#### PROVIDED PASSAGE:
---+---

Professor Alan Whiteside visited the Alliance Secretariat in Brighton on 17 June to speak and answer questions about one of the most important issues facing the international HIV community.

Whiteside, who is Director of the Health Economics and HIV/AIDS Research Division (HEARD) at the University of KwaZulu-Natal, has spent more than twenty years researching the economic and development impact of AIDS.

His presentation to Alliance staff was a response to suggestions, put forward in the press a few months ago, that AIDS should no longer be treated as an exceptional issue, and that organisations such as UNAIDS should be abolished.

Whiteside argued against these “dangerous” ideas, while acknowledging that changes are needed in the global response to HIV.

He contended that AIDS has an exceptional impact on a number of countries in Southern and Eastern Africa. Some 57% of all new HIV infections occur in these regions.

Elsewhere AIDS deserves exceptional treatment with regard to certain populations – for example in Russia and Eastern Europe, where it is contributing to population declines by killing young adults – at least until adequate services become available.

The professor cited the example of Swaziland, where he spent his childhood. Nearly half of adults in this small kingdom are infected with HIV, and the resulting death toll is shrinking the population.

In Swaziland, 23.3% of children are orphans and another 11.7% are vulnerable to HIV. Life expectancy is only 33 years. AIDS is “going to cut away at the heart of the nation”, said Whiteside. It is creating a “chronically depressed society” in which people do not invest in the future.

Such an exceptional disaster demands an exceptional response, he argued.

Whiteside went on to discuss the future of global action on AIDS. Efforts to expand access to antiretroviral treatment have been highly successful, but are they sustainable? Has the number of people receiving therapy reached a limit, beyond which health systems will suffer from overburdening?

And, given the need to keep people on treatment for as long as they live, can we be sure of sufficient funding over the longer term? Have we reached the peak of global interest and financing? We must engage with these difficult questions, said Whiteside.

Prevention, meanwhile, has become the “orphan” of the global response to HIV. By prioritising treatment ahead of prevention we are “mopping the floor while the tap is running”. We must do more, and must build our responses on a better understanding of gender issues, male-female dynamics and sexual networks.

The professor urged the Alliance to take a lead in HIV prevention and international advocacy, and to continue working with key populations that are all too often marginalised in the global response.

---+---

#### INFORMATION PROVIDED:
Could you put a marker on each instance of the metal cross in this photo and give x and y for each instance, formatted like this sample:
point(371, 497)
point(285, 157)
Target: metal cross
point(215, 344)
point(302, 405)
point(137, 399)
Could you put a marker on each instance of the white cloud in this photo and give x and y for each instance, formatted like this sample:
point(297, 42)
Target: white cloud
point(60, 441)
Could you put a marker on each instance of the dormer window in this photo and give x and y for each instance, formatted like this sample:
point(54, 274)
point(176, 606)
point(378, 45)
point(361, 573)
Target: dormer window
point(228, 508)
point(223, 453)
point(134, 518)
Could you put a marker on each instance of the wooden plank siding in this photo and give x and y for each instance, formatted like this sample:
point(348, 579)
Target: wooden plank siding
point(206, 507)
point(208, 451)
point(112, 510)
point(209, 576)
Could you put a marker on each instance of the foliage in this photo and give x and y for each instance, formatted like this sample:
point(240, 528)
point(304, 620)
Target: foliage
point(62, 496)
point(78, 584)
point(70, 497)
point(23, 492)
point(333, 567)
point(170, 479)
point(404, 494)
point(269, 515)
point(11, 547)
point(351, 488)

---+---

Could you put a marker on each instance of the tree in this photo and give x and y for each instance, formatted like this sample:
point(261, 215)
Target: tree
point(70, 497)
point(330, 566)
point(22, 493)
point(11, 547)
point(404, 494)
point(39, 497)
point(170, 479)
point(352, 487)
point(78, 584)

---+---

#### EXPLORE THE MATERIAL:
(1) According to the passage on Professor Whiteside's talk, what share of all new HIV infections occurs in Southern and Eastern Africa?
(2) Reproduce the portion of the passage on Professor Whiteside's talk starting with "Whiteside, who is" and going on through "impact of AIDS.".

#### YOUR RESPONSES:
(1) Some 57% of all new HIV infections occur in those regions.

(2)
Whiteside, who is Director of the Health Economics and HIV/AIDS Research Division (HEARD) at the University of KwaZulu-Natal, has spent more than twenty years researching the economic and development impact of AIDS.